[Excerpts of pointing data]
☆ ☆ ☆ ☆ ☆

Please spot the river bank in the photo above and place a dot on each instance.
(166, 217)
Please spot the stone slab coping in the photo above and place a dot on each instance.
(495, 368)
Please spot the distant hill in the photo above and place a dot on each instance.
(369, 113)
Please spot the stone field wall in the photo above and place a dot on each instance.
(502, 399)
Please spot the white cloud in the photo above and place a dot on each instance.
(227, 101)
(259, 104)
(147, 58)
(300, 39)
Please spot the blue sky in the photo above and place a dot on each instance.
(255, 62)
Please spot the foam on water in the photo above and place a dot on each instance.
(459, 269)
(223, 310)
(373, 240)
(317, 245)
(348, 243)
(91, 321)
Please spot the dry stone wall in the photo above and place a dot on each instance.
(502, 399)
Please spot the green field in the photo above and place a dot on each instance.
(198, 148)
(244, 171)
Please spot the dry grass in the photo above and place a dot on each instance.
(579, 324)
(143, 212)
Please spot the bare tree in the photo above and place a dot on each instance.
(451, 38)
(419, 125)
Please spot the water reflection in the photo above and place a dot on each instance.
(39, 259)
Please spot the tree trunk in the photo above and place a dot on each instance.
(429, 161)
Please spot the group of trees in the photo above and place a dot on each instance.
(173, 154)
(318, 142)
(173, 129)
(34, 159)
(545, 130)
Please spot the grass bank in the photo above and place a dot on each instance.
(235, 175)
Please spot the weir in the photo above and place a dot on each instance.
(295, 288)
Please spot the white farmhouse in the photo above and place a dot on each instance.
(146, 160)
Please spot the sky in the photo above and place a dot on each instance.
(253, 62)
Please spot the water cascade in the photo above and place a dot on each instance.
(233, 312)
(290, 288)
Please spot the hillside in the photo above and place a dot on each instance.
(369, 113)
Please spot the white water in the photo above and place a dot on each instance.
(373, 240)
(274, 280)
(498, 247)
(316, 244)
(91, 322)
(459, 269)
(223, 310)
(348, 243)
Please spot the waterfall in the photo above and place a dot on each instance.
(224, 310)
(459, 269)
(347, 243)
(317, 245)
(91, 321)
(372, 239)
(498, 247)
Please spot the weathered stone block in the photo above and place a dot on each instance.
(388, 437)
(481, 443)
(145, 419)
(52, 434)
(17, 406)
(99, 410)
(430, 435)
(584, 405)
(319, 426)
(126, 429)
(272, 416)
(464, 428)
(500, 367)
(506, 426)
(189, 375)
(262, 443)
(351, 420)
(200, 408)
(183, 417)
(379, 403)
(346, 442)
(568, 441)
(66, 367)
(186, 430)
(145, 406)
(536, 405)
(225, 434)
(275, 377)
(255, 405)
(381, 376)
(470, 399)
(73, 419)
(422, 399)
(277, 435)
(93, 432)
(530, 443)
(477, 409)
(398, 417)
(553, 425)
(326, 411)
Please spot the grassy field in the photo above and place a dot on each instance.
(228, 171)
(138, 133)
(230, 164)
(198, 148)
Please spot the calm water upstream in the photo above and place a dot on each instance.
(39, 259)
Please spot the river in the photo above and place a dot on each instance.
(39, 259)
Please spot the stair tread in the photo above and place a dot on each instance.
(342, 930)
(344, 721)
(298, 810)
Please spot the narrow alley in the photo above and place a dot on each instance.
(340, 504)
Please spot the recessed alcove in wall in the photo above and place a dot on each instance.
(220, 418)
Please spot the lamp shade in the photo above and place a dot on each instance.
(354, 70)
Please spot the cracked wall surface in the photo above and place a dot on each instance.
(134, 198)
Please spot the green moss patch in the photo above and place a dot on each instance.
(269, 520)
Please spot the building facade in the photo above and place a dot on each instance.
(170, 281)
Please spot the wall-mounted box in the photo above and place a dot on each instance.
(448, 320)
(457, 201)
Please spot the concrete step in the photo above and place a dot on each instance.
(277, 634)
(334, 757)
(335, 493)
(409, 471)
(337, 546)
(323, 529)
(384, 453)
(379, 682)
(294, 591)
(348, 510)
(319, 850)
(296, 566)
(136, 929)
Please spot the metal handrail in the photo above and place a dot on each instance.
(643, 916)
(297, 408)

☆ ☆ ☆ ☆ ☆

Return the entries in full, keeping every line exactly as it is.

- **THE RESPONSE**
Please spot the river bank in the photo above and place a dot on each instance.
(166, 217)
Please spot the stone slab coping in the photo above and place a dot on each instance.
(495, 368)
Please spot the distant hill in the photo above and place a dot on each instance.
(369, 113)
Please spot the stone field wall in the photo above and place a dot on each instance.
(502, 399)
Please spot the white cloud in the photo above and place a dot on each instance.
(227, 101)
(259, 104)
(147, 58)
(300, 39)
Please spot the blue sky in the photo above and place a dot on each instance.
(255, 62)
Please spot the foam on water in the photo above and place a dot on each instance.
(459, 269)
(223, 310)
(373, 240)
(317, 245)
(348, 243)
(91, 321)
Please spot the dry stone wall in the photo above and place a dot on each instance.
(502, 399)
Please spot the green field in the photo above and place a dot on each instance.
(198, 148)
(244, 171)
Please spot the dry grass in the photo above and place a dot on each instance.
(579, 324)
(143, 212)
Please spot the bare tree in the photo above and place a dot on each instance.
(451, 38)
(419, 125)
Please spot the water reflection in the photo above and place a dot on each instance.
(39, 259)
Please spot the tree trunk in the photo above and place a dot on each instance.
(429, 161)
Please spot the group of trees in the photo above and place a dot on each instance.
(173, 154)
(318, 142)
(173, 129)
(34, 159)
(545, 130)
Please spot the grass bank in the photo above and place a dot on each instance.
(235, 175)
Please spot the weir in the photo above and place a dot on each instance.
(295, 288)
Please spot the white farmhouse in the photo above and place a dot on each instance.
(146, 160)
Please spot the sky in the photo above and place a dot on each instance.
(253, 62)
Please spot the water cascade in the photo above and place a dot on each instance.
(233, 312)
(290, 288)
Please spot the hillside in the photo above and place a dot on each instance.
(369, 113)
Please spot the white water in the photo above and place a dot on each instance.
(373, 240)
(274, 280)
(498, 247)
(316, 244)
(91, 322)
(459, 269)
(223, 310)
(348, 243)
Please spot the waterfall in the photo above and place a dot on each instance.
(224, 310)
(459, 269)
(347, 243)
(317, 245)
(91, 321)
(372, 239)
(498, 247)
Please spot the weathered stone block in the photo above and place a dot on each instance.
(388, 437)
(481, 443)
(145, 419)
(52, 434)
(17, 406)
(99, 410)
(430, 435)
(584, 405)
(319, 426)
(126, 429)
(272, 416)
(464, 428)
(500, 367)
(506, 426)
(189, 375)
(262, 443)
(351, 420)
(200, 408)
(183, 417)
(379, 403)
(346, 442)
(568, 441)
(66, 367)
(186, 430)
(145, 406)
(536, 405)
(225, 434)
(275, 377)
(255, 405)
(381, 376)
(470, 399)
(73, 419)
(422, 399)
(277, 435)
(93, 432)
(530, 443)
(477, 409)
(398, 417)
(553, 425)
(326, 411)
Please spot the grassy field in the photo above and place a dot on each instance.
(228, 171)
(138, 133)
(230, 164)
(198, 148)
Please spot the calm water upstream in the photo above and place a dot on each instance.
(39, 259)
Please spot the river in the photo above and place a dot on each instance.
(39, 259)
Please spot the stair tread in the photo above and place a dot on each instance.
(342, 930)
(344, 721)
(298, 810)
Please spot the narrow alley in the photo above and place a dot on each instance.
(340, 504)
Please spot the recessed alcove in wall in the photo above and place a dot on each instance.
(220, 418)
Please spot the lamp shade in the photo above and place a dot on each instance.
(354, 70)
Please spot the cracked wall surface in the photo above and place a dot on each instance.
(134, 198)
Please spot the green moss patch in the photo above and place a dot on each instance.
(269, 520)
Please spot the building facade in the photo above and place a dot on each instance.
(170, 281)
Please spot the wall-mounted box in the photo above and place a dot on each instance.
(448, 320)
(457, 201)
Please spot the concrete step in the photo above and place a dot on each instance.
(277, 634)
(334, 757)
(335, 493)
(409, 471)
(337, 546)
(323, 529)
(384, 453)
(379, 682)
(294, 591)
(348, 510)
(319, 850)
(296, 566)
(136, 929)
Please spot the metal handrail in the photo above and place a dot on each instance.
(643, 916)
(297, 408)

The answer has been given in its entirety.